▶ ФРАГМЕНТ ТЕКСТА:

Человек может быть одиноким, а государство? Во время интеллигентного застолья, в эфире шоу Николая Солодникова «Ещенепознер» нейролингвист, профессор СПБГУ Татьяна Черниговская, ректор академии им. Вагановой Николай Цискаридзе и директор Государственного Эрмитажа Михаил Пиотровский отвечают на этот вопрос и рассуждают об эстетическом воспитании, национальностях и разном восприятии вещей. «Собака.ru» записала самые интересные цитаты.
Может ли государство быть одиноким?
Николай Цискаридзе: Вместе никогда и никто не был. Если брать эту огромную территорию под названием «Россия», то она все время была одна. В разные периоды цивилизации она противостояла внутренним и внешним страстям, но ей никогда никто не помогал.
Татьяна Черниговская: Можно справляться с внешним миром, если есть внутренняя стабильность. Как умудрялись не только силой, но чем-то же держалось большое сообщество.
Михаил Пиотровский: Государство — это дурацкое слово. Если приравнивать к человеку — и одному быть хорошо, и не одному быть хорошо. Все меняется. Сейчас коронавирус — бич божий, поэтому все слишком столпились: Евросоюз, мы. Есть такая возможность — не толкаться локтями. Нужно ловить удовольствие в каждом состоянии.
О национальностях
Николай Цискаридзе: Вы уже были взрослыми, когда распался Советский Союз, а я только закончил школу. И получилось так, что слово «национальность» не всплывало никогда. Я был русскими артистом. Для меня русский язык — главный, я на нем думаю, несмотря на то, что знаю другие языки. Но вдруг настали 2000-е и стали появляться какие-то этикетки: национальности, обособленные области внутри России. Я как этнически нерусский человек стал на это обращать внимание, хотя никак не могу отринуть свое грузинское происхождение и принадлежность к русской культуре. И с одной стороны — все стали толпиться, но это возникло в умах. И это явление начало появляться для России как для государства, где на удивление титульная нация не была доминирующей. В истории во главе России всегда были другие нации: например, варяги. А сейчас это стало по-другому и звучит иначе.

▶ УСЛОВИЕ ЗАДАЧИ 1: Перепечатайте без изменений часть беседы о государстве и национальностях: начните с места, где стоят слова «Человек может быть», и остановитесь после слов «никто не помогал.».
▶ УСЛОВИЕ ЗАДАЧИ 2: Продолжите беседу о государстве и национальностях, начав сразу после её последнего предложения.

▶ ПЕРЕЧЕНЬ СТРОК:
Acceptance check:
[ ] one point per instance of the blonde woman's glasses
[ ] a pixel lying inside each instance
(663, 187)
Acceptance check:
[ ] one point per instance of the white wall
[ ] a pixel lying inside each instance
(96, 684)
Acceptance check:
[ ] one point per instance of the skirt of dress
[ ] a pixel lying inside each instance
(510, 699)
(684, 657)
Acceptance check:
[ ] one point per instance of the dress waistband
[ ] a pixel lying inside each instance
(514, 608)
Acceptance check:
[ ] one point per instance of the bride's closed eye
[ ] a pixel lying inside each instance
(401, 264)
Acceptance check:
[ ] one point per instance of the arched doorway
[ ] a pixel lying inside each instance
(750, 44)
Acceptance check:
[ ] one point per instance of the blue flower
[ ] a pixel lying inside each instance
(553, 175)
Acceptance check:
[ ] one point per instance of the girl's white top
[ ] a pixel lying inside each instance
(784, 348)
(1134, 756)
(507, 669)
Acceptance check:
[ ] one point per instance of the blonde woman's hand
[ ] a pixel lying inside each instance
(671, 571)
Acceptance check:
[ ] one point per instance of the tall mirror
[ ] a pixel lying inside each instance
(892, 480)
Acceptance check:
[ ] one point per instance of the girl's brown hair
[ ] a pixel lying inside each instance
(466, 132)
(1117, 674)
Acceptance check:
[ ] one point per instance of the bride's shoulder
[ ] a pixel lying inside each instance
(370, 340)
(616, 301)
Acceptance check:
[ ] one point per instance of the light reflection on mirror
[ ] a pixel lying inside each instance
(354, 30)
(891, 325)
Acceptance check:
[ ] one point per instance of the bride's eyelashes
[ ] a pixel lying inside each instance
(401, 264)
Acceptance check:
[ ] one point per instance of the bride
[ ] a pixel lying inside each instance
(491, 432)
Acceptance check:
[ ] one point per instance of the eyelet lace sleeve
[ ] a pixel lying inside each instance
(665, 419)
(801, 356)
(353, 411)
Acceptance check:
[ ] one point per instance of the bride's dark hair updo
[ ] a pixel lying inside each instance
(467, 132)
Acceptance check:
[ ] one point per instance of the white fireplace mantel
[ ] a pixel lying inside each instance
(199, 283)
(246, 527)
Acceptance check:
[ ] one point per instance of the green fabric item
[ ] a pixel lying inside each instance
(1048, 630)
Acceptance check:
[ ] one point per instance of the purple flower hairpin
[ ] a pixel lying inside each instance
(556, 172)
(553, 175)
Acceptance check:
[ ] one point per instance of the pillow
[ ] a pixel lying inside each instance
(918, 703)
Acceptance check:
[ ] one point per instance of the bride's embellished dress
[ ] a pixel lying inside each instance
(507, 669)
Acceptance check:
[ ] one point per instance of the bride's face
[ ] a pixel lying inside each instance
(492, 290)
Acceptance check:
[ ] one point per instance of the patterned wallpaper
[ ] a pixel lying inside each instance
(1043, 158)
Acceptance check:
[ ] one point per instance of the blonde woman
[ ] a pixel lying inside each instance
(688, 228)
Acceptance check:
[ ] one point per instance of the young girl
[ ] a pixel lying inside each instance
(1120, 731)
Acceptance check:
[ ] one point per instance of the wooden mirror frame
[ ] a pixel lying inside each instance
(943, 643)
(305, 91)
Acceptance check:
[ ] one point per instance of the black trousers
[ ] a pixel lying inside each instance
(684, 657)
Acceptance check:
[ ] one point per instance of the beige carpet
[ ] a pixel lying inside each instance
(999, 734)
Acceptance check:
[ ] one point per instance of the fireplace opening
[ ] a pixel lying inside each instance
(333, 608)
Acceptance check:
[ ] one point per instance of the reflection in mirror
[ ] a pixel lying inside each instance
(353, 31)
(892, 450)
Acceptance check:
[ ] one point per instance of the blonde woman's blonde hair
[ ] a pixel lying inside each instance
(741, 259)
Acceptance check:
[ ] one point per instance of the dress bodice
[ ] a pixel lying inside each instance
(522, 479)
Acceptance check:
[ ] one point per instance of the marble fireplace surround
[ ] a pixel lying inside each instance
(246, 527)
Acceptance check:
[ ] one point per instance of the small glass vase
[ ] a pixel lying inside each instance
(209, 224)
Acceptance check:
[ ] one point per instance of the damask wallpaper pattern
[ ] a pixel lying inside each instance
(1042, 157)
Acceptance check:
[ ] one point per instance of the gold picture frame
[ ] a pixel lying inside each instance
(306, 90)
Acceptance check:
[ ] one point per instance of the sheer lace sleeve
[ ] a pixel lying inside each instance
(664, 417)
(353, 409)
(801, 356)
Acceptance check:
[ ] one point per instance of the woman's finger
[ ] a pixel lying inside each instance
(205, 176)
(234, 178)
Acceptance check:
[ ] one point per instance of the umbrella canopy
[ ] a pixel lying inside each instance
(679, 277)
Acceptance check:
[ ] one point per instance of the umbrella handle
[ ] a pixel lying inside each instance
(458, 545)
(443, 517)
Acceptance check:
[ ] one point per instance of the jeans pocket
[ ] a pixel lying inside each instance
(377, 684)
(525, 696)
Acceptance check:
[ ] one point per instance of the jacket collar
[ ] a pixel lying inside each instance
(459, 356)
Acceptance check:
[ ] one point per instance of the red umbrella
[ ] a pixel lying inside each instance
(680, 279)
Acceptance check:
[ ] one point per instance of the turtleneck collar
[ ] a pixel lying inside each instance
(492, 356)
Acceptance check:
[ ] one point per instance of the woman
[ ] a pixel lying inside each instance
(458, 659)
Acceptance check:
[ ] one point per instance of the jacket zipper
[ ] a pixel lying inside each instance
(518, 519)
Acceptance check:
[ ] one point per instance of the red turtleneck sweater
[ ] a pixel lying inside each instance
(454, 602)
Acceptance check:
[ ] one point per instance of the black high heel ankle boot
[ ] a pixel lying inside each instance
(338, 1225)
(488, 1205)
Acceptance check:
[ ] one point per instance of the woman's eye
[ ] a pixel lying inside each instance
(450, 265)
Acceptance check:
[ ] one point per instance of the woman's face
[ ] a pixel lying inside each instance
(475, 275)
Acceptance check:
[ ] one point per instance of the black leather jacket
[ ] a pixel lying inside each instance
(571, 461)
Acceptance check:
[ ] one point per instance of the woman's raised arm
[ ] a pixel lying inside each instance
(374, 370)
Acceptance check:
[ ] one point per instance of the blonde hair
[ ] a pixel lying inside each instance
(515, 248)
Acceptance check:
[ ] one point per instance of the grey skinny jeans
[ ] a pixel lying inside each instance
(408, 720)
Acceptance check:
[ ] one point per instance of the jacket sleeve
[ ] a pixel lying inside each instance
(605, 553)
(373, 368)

▶ РЕЗУЛЬТАТ ВЫПОЛНЕНИЯ 1:
Человек может быть одиноким, а государство? Во время интеллигентного застолья, в эфире шоу Николая Солодникова «Ещенепознер» нейролингвист, профессор СПБГУ Татьяна Черниговская, ректор академии им. Вагановой Николай Цискаридзе и директор Государственного Эрмитажа Михаил Пиотровский отвечают на этот вопрос и рассуждают об эстетическом воспитании, национальностях и разном восприятии вещей. «Собака.ru» записала самые интересные цитаты.
Может ли государство быть одиноким?
Николай Цискаридзе: Вместе никогда и никто не был. Если брать эту огромную территорию под названием «Россия», то она все время была одна. В разные периоды цивилизации она противостояла внутренним и внешним страстям, но ей никогда никто не помогал.

▶ РЕЗУЛЬТАТ ВЫПОЛНЕНИЯ 2:
Татьяна Черниговская: Интересно, когда это возникло? Когда мы с Михаилом в школе учились, идеи о другой национальности — не было вообще.
Михаил Пиотровский: Внимание на национальность начинают обращать те, кто не может говорить (условно) на нескольких языках. Например, вы говорите грузины и армяне конфликтуют. Между ними никакой вражды никогда не было, кроме как на базаре. Если человек ощущает себя хуже, он будет говорить, что он лучше других. А если он знает, что лучше, он сидит спокойно.
Николай Цискаридзе: Когда начинается разграничение, это не приводит ни к чему хорошему. Есть слова Мартина Нимеллера: «Когда пришли за иудеями, я промолчал. Когда пришли за коммунистами, я промолчал. Но когда пришли за мной, заступаться было некому». В последнее время стал обращать на это внимание. Меня это стало удивлять, потому что ранее действительно не задумывался о том, что я грузин. А потом отменили этот пункт в паспорте. Но когда стали сейчас это употреблять, относительно других людей, меня все время это трогает и задевает. Но Россия, мне кажется, не была никогда ни с кем, и история это показала много раз.
Россия может не быть империей?
Михаил Пиотровский: Не может, потому что у нее нет границ. Она вынуждена быть, иначе ее не определить.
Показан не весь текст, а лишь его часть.